[任务说明]
请将下面这篇 Flume 配置笔记中"hdfs.rollSize:File size to"与"number of events)"之间(含首尾)的文字重新写出,并用"records"替换其中的"events"。

工作中 有个小模块负责将RocketMQ的数据写入HDFS。本人认为应该有这种轮子,百度后发现了Flume-ng。
Flume的基础知识,官方文档写的很详细:http://flume.apache.org/FlumeUserGuide.html
Flume本身并不支持RocketMQ,好在Github上已经实现:https://github.com/rocketmq/rocketmq-flume
rocketmq-flume项目,同时支持 source和sink,source是从rocketmq读取数据,sink是往rocketmq写数据,我只用到了source
1、flume.conf
agent1.sources=source1 agent1.channels=channel1 agent1.sinks=sink1
agent1.sources.source1.type=com.handu.flume.source.rocketmq.RocketMQSource agent1.sources.source1.namesrvAddr=10.1.234.205:9876 agent1.sources.source1.consumerGroup=FlumeGroup agent1.sources.source1.topic=FlumeTopic agent1.sources.source1.tags=* agent1.sources.source1.messageModel=BROADCASTING agent1.sources.source1.maxNums=32 agent1.sources.source1.channels=channel1 #agent1.sinks.sink1.type=logger #agent1.sinks.sink1.channel=channel1 agent1.sinks.sink1.channel = channel1 agent1.sinks.sink1.type = hdfs agent1.sinks.sink1.hdfs.path = hdfs://rti9:9000/flume/ agent1.sinks.sink1.hdfs.writeFormat = Text agent1.sinks.sink1.hdfs.fileType = DataStream agent1.sinks.sink1.hdfs.rollInterval = 0 agent1.sinks.sink1.hdfs.rollSize = 1024 agent1.sinks.sink1.hdfs.rollCount = 0 agent1.sinks.sink1.hdfs.batchSize = 1000 agent1.sinks.sink1.hdfs.txnEventMax = 1000 agent1.sinks.sink1.hdfs.callTimeout = 60000 agent1.sinks.sink1.hdfs.appendTimeout = 60000 agent1.channels.channel1.type=memory agent1.channels.channel1.capacity=1001 agent1.channels.channel1.transactionCapacity=1001 agent1.channels.channel1.keep-alive=3
2、参数说明:
hdfs.rollInterval:Number of seconds to wait before rolling current file (0 = never roll based on time interval)
hdfs.rollSize:File size to trigger roll, in bytes (0: never roll based on file size)
hdfs.rollCount:Number of events written to file before it rolled (0 = never roll based on number of events)
hdfs.batchSize:number of events written to file before it is flushed to HDFS
batchSize一定不能大于transactionCapacity
3、启动 agent:
flume-ng agent -c conf -f conf/flume.conf -n agent1 -Dflume.root.logger=INFO,console
-c conf 选项,否则 flume-env.sh 里配置的环境变量不会被加载生效
4、遇到的问题:
org.apache.flume.ChannelException: Unable to put batch on required channel: org.apache.flume.channel.MemoryChannel{name: channel1}
at org.apache.flume.channel.ChannelProcessor.processEventBatch(ChannelProcessor.java:200)

[材料摘录]

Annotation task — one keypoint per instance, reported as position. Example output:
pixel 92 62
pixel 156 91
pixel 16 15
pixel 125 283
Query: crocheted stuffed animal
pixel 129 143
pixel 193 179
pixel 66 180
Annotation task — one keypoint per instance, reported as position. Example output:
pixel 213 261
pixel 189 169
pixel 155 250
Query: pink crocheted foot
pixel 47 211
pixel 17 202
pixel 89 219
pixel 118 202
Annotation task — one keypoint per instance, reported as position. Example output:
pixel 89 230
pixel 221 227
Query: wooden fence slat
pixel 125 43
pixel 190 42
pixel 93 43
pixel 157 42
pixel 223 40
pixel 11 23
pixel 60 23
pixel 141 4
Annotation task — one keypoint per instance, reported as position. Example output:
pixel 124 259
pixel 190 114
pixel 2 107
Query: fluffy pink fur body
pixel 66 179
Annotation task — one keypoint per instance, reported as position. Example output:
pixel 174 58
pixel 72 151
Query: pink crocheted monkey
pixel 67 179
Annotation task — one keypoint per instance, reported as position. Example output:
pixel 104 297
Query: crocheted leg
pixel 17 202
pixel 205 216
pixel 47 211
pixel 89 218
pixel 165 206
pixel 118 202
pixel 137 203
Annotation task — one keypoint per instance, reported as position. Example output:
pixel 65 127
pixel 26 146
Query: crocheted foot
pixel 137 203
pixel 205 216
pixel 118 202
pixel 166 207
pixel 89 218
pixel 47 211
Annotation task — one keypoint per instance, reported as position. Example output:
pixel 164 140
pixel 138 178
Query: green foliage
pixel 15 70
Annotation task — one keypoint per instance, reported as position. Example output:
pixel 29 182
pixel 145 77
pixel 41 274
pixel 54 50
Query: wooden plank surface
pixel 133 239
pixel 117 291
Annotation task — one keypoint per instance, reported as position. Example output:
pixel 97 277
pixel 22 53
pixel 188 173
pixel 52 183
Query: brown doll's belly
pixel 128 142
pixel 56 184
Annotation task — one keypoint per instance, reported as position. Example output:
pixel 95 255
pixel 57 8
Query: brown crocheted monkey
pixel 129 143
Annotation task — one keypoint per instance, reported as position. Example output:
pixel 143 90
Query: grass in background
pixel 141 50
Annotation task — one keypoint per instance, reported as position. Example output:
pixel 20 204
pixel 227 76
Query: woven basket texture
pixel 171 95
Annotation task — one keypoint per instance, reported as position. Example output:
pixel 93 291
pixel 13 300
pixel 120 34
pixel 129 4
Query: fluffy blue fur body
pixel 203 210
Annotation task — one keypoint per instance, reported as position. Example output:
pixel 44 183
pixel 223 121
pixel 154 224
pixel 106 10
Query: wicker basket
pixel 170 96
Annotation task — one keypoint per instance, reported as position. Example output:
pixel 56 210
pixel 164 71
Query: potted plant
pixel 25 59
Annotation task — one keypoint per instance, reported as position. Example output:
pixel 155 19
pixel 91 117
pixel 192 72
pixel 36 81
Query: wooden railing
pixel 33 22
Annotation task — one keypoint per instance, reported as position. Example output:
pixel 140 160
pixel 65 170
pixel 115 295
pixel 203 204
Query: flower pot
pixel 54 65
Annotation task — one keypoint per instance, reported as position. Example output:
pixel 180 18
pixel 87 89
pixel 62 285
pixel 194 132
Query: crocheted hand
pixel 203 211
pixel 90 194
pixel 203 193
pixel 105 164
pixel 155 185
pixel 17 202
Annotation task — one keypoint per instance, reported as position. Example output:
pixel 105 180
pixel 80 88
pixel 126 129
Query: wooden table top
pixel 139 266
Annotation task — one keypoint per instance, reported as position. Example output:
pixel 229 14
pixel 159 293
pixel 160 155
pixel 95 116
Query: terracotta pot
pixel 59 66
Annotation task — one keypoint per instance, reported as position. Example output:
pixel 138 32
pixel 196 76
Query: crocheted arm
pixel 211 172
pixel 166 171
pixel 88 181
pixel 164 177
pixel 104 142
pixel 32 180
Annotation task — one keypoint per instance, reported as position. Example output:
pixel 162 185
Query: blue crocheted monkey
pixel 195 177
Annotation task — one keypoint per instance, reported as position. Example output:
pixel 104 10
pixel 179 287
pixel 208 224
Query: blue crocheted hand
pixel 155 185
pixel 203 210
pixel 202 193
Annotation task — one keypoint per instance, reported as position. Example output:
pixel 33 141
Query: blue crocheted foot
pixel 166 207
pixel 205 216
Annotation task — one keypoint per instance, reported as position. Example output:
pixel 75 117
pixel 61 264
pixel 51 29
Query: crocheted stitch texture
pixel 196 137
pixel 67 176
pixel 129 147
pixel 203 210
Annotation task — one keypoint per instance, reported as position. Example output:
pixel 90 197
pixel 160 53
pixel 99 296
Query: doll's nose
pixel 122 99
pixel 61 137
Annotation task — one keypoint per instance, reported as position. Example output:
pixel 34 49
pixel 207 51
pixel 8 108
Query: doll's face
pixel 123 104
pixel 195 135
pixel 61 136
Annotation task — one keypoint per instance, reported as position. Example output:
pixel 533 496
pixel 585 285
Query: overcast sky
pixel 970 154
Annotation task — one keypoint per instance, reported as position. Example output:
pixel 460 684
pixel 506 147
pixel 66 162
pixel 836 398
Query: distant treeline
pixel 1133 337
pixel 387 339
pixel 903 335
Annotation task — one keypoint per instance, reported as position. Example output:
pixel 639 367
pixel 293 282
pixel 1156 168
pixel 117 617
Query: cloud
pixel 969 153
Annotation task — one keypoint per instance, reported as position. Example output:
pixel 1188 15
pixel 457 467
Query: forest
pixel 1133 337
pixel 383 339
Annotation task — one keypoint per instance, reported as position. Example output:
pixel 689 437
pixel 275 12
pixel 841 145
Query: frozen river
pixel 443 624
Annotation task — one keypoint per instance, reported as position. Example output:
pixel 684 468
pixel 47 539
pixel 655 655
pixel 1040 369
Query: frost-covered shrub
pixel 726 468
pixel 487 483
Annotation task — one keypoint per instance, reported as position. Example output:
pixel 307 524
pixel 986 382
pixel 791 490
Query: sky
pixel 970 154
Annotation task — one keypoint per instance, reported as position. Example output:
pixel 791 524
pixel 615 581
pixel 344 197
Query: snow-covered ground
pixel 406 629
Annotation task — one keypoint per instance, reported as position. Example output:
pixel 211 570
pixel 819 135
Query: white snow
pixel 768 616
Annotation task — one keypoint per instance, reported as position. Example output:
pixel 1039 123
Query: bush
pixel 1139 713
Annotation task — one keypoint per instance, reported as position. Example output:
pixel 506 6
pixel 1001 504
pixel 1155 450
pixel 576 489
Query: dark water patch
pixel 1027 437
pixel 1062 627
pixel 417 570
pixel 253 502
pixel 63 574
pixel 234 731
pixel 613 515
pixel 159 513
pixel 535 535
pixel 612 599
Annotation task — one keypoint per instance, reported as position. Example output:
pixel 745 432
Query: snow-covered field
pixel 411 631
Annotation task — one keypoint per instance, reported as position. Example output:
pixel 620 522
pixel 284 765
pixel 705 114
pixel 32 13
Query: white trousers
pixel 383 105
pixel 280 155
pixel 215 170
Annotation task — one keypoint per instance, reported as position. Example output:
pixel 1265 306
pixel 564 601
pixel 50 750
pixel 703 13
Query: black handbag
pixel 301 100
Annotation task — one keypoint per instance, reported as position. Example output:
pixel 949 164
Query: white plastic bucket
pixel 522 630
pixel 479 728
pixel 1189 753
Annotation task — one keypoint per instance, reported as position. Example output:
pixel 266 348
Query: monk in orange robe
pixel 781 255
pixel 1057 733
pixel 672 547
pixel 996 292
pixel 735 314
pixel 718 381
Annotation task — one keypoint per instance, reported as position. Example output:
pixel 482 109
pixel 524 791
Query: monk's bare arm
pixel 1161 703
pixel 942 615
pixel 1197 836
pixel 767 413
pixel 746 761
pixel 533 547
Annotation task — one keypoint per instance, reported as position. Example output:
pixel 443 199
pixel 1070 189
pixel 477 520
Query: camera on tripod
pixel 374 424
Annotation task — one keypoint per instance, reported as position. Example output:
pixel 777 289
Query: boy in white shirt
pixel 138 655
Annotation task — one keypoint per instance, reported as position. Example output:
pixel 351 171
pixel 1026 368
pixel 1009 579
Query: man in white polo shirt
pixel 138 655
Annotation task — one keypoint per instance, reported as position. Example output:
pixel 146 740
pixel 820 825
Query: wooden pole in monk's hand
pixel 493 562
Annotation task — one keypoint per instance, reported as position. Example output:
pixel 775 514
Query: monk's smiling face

[最终结果]
hdfs.rollSize:File size to trigger roll, in bytes (0: never roll based on file size)
hdfs.rollCount:Number of records written to file before it rolled (0 = never roll based on number of records)